■ PROBLEM DETAILS
Please copy every line from the records below that contains the string "field".
━━ RECORD EXTRACTS ━━
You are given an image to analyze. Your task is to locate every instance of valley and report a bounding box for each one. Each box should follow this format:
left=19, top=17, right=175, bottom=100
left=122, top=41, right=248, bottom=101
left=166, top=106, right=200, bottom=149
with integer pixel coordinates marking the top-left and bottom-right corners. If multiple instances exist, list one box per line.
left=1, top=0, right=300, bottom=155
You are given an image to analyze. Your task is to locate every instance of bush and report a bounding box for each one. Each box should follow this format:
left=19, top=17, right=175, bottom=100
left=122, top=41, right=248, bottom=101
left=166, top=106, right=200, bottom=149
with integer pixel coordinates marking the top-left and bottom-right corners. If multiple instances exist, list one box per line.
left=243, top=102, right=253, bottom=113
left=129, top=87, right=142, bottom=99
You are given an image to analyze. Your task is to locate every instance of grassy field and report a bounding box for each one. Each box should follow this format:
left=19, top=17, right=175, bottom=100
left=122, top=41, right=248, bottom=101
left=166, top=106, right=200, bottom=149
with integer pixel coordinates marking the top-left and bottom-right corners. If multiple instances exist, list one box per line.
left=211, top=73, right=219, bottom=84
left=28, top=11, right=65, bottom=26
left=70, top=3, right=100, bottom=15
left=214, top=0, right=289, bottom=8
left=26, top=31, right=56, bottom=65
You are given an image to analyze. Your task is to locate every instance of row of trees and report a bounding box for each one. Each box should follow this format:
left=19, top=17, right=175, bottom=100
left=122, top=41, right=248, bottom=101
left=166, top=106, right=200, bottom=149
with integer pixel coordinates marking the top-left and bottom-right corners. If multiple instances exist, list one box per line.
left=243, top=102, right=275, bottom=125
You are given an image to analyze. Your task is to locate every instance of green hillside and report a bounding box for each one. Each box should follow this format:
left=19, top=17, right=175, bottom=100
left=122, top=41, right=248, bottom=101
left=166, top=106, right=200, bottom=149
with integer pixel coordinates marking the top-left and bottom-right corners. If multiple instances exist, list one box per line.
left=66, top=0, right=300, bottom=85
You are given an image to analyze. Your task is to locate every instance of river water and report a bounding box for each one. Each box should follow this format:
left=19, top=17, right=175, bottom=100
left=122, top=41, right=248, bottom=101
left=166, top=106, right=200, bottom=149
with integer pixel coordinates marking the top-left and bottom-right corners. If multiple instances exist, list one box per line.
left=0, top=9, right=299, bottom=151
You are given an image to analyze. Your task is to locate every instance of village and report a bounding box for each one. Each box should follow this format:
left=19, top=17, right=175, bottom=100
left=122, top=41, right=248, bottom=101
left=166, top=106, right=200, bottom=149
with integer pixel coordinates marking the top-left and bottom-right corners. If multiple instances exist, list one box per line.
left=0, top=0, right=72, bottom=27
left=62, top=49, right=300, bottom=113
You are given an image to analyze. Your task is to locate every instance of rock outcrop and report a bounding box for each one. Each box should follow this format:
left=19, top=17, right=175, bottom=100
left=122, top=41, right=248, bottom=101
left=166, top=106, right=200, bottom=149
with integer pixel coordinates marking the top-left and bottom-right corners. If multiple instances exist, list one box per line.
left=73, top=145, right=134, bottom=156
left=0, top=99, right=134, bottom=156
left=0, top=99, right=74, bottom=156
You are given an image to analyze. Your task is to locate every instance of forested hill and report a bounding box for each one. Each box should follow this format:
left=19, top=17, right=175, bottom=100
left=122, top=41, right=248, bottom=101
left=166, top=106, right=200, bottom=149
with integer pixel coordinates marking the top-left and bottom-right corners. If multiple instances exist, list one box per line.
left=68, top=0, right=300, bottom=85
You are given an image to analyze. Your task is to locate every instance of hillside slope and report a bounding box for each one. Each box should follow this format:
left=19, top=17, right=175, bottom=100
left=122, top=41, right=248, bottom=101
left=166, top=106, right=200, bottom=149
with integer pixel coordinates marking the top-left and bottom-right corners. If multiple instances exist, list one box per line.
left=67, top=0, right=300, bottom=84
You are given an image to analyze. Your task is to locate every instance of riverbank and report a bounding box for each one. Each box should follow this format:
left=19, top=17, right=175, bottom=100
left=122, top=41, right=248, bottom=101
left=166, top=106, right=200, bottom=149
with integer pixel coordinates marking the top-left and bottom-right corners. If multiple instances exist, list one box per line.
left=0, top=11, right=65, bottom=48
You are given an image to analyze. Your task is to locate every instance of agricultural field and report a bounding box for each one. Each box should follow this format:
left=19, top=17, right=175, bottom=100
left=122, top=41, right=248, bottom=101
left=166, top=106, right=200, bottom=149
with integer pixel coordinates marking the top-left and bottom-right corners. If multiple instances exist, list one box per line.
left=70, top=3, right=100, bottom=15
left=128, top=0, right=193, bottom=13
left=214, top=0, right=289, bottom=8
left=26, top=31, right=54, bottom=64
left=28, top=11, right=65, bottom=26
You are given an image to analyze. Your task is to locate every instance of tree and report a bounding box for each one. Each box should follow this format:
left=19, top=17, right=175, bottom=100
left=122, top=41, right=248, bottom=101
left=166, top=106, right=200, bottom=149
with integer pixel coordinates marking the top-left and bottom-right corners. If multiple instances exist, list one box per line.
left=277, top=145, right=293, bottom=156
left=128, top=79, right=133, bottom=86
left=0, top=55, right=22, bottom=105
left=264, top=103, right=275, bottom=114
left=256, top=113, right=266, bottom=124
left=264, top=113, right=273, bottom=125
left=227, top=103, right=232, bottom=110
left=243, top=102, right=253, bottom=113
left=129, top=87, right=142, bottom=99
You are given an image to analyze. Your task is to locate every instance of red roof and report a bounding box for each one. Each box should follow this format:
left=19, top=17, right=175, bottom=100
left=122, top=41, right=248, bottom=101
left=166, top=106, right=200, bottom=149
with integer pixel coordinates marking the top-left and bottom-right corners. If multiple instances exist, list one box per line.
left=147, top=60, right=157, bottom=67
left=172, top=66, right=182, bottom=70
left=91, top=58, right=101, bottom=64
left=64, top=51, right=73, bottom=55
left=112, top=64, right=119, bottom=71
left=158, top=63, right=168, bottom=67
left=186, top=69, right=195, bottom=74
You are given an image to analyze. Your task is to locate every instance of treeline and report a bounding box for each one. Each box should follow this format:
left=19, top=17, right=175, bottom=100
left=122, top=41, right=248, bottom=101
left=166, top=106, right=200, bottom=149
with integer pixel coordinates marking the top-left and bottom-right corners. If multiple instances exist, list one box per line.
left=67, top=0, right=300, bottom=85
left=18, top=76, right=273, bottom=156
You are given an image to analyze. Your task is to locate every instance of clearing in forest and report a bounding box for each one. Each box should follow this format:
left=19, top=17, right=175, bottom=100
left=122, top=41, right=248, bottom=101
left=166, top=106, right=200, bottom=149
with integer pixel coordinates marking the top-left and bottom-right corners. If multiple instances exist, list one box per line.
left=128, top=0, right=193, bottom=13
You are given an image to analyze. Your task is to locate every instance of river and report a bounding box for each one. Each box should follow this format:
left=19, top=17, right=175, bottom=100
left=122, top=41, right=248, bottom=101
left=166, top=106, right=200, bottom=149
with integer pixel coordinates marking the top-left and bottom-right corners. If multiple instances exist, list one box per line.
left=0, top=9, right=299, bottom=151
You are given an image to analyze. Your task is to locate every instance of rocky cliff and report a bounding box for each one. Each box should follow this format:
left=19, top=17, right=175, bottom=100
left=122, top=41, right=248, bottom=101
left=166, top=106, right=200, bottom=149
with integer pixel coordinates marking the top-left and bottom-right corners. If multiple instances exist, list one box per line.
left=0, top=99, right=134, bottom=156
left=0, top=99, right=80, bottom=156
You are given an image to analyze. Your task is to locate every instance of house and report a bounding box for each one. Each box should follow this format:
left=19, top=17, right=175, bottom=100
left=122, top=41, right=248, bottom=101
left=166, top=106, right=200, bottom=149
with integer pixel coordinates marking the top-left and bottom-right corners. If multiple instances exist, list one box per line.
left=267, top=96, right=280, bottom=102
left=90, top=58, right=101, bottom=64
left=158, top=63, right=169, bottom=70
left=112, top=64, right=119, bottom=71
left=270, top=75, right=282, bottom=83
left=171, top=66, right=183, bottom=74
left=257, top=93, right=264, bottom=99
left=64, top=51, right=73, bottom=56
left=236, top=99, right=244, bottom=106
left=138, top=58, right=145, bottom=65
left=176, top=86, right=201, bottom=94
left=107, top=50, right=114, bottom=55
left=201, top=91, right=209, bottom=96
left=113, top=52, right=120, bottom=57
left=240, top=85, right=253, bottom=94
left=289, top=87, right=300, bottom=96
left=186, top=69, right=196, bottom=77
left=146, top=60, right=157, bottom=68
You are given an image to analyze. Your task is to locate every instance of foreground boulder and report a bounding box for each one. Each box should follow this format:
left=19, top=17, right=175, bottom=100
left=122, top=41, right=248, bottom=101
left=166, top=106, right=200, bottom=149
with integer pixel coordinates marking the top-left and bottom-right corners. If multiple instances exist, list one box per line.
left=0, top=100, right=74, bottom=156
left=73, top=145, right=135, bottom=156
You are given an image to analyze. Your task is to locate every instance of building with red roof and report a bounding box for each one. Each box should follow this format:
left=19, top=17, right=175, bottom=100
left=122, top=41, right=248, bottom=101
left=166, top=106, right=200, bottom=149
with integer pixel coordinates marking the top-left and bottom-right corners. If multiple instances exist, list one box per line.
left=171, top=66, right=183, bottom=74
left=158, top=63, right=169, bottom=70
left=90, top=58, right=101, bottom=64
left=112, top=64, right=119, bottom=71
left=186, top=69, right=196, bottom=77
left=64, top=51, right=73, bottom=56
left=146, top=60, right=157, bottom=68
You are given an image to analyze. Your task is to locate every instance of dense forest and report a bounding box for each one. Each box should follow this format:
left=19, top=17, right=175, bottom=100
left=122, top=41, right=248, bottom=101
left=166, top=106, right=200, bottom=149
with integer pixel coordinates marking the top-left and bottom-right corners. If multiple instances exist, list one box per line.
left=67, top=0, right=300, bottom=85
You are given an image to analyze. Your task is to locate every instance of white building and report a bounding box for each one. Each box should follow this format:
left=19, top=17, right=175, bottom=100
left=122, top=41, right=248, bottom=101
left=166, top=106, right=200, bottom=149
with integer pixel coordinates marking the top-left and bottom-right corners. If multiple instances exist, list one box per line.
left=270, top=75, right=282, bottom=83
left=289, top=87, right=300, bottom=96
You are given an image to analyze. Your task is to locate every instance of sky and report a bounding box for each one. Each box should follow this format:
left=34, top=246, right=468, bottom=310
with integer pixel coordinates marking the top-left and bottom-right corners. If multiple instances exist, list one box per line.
━━━
■ WRITTEN REPLY
You are given an image to analyze. Your task is to locate every instance of grassy field and report a bounding box for each one. Each box should follow this format:
You are given an image to analyze. Your task is to locate every instance of agricultural field and report a bounding box for each one. Each box should follow this format:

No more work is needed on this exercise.